Task to complete. Please print the data that follows, keeping every line exact.

Extracted material.
* * * * *
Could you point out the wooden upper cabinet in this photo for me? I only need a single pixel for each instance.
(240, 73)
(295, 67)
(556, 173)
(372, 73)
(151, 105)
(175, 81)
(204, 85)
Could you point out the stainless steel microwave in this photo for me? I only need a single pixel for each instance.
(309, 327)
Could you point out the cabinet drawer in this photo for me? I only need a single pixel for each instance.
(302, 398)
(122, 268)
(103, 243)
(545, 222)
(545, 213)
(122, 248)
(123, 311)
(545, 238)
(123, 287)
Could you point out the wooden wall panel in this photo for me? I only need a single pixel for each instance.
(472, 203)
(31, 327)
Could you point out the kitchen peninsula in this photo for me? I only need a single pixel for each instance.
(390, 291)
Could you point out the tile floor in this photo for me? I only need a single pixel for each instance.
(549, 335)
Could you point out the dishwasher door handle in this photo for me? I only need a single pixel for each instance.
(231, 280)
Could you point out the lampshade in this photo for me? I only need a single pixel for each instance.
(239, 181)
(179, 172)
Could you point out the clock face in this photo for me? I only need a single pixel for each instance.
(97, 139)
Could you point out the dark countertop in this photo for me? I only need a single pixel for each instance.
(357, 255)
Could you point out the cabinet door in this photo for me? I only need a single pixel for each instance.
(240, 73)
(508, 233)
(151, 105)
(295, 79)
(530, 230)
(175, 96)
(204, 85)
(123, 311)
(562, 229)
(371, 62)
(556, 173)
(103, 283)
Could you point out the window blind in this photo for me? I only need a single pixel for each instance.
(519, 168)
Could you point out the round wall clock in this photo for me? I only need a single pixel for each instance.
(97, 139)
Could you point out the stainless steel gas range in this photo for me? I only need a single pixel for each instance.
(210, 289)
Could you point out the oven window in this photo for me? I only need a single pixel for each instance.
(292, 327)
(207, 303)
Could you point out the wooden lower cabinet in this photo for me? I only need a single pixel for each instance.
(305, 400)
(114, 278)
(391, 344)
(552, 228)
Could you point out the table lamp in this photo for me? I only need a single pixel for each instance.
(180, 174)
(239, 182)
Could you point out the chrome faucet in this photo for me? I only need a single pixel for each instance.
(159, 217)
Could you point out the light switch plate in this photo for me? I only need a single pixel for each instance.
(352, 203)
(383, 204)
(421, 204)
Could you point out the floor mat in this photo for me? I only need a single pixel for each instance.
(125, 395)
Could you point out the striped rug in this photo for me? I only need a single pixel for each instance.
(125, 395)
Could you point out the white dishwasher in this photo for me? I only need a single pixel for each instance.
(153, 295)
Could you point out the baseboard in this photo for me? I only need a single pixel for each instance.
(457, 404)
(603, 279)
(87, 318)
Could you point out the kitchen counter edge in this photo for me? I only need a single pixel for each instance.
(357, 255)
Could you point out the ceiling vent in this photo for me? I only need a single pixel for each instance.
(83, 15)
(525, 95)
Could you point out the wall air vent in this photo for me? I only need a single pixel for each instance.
* * * * *
Result below.
Could you point out the wooden upper cabinet in this photo for me? I only need a single pixel for each instance.
(240, 73)
(295, 67)
(556, 173)
(372, 73)
(151, 105)
(175, 81)
(204, 85)
Could you point out the stainless steel microwave in this photo for me? I only need a single pixel for each instance.
(309, 327)
Could you point out the cabinet drawer in this photo for me? I only need a single pixel for each instance.
(302, 398)
(122, 268)
(103, 243)
(545, 222)
(545, 213)
(122, 248)
(123, 311)
(545, 238)
(123, 287)
Could you point out the wooden wall panel in this photo for me? I only need a single pixel for each instance.
(472, 203)
(31, 327)
Could you point out the kitchen peninsula in this photo for me? I only need a single pixel for each instance.
(390, 291)
Could you point out the tile floor in this photo for me? I only need a single pixel for each instance.
(549, 335)
Could you point out the dishwasher door handle in this photo for me? I only need a single pixel for each instance.
(231, 280)
Could you point out the lampshade in this photo for me? I only need a single pixel for each instance.
(239, 181)
(179, 172)
Could you point out the clock face in this photo for me? I only need a single pixel for each instance.
(97, 139)
Could you point out the dark countertop in this photo for me? I only need a single pixel for each instance.
(357, 255)
Could you point out the cabinet door in this photo for me? I only need a single pixel for each instance.
(240, 73)
(508, 233)
(151, 105)
(295, 79)
(530, 230)
(175, 96)
(204, 85)
(123, 311)
(562, 229)
(371, 62)
(556, 173)
(103, 283)
Could you point out the window blind in this photo for me? I only need a single pixel for each instance.
(519, 168)
Could you point out the round wall clock in this photo for me? I only need a single pixel for each instance.
(97, 139)
Could you point out the stainless steel gas range in this photo for me? I only need a single pixel for each instance.
(210, 289)
Could you point out the oven window in this photo for me? I only need a single pixel for each instance.
(292, 327)
(207, 303)
Could you point out the wooden lower cabinet in this photo for me? I only need a single pixel for each instance.
(305, 400)
(114, 278)
(391, 344)
(552, 228)
Could you point out the table lamp in this photo for me? I only need a single pixel for each instance.
(180, 174)
(239, 182)
Could you point out the chrome faucet in this photo for me? I only need a single pixel for each instance.
(159, 217)
Could you point out the light switch plate in this photo for me? I only need a single pixel for each instance.
(352, 203)
(383, 204)
(421, 204)
Could you point out the floor mat in this photo for me? I only need a single pixel for each instance.
(125, 395)
Could you point out the striped rug in this photo for me? I only need a single pixel for each instance.
(125, 395)
Could you point out the white dishwasher in this photo for me? I only need a single pixel for each instance.
(153, 295)
Could you point out the baseboard in this photo for me? I only need a single pixel for each instance.
(457, 404)
(603, 279)
(87, 318)
Could you point out the kitchen counter edge in this photo for me? I only need a single pixel for each instance.
(357, 255)
Could you point out the ceiling vent in this photo for me? I only need a single pixel for each instance.
(83, 15)
(525, 95)
Could you point out the wall air vent in this photo for me? I only need a single pixel for each instance.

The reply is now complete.